> Geselecteerd fragment:
= = = = = = =
Samenvatting Online Marketing Basisboek (Marjolein Visser & Berend Sikkenga).
Hoofdstuk 1
1.1 Definitie van online marketing
Kotler bracht marketing als volgt onder woorden: ‘een sociaal en managementproces waardoor
individuen en groepen krijgen wat ze nodig hebben en willen door het creëren en met elkaar
uitwisselen van producten en waarde’. Peter Drucker definieerde het doel van marketing: ‘de klant
zo goed mogelijk kennen en te begrijpen dat het product of dienst bij hem past en zichzelf verkoopt’.
Marketing is volgens Kotler een proces waarmee bedrijven waarde creëren voor klanten en sterke
klantrelaties opbouwen om in ruil daarvoor waarde van de klanten te ontvangen. Dit hoeft geen geld
te zijn. Zo zetten politieke partijen zich in en krijgen daarvoor stemmen terug. Online marketing is
een deelproces van marketing. Online marketing = een proces waarbij organisaties en bestaande of
potentiële klanten via internet waarden en producten creëren en met elkaar uitwisselen. Hierbij
hoort dus ook internetmarketing, digitale marketing of e-marketing.
= = = = = = =
> Gegevensfragment:
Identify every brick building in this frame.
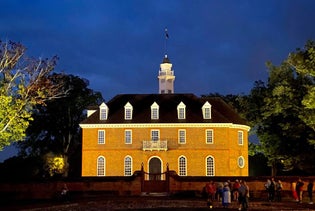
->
= = = = = = =
Welk voorbeeld geeft de samenvatting over online marketing om te laten zien dat de waarde die een organisatie terugkrijgt geen geld hoeft te zijn?

> Het antwoord: Politieke partijen zetten zich in en krijgen daarvoor stemmen terug.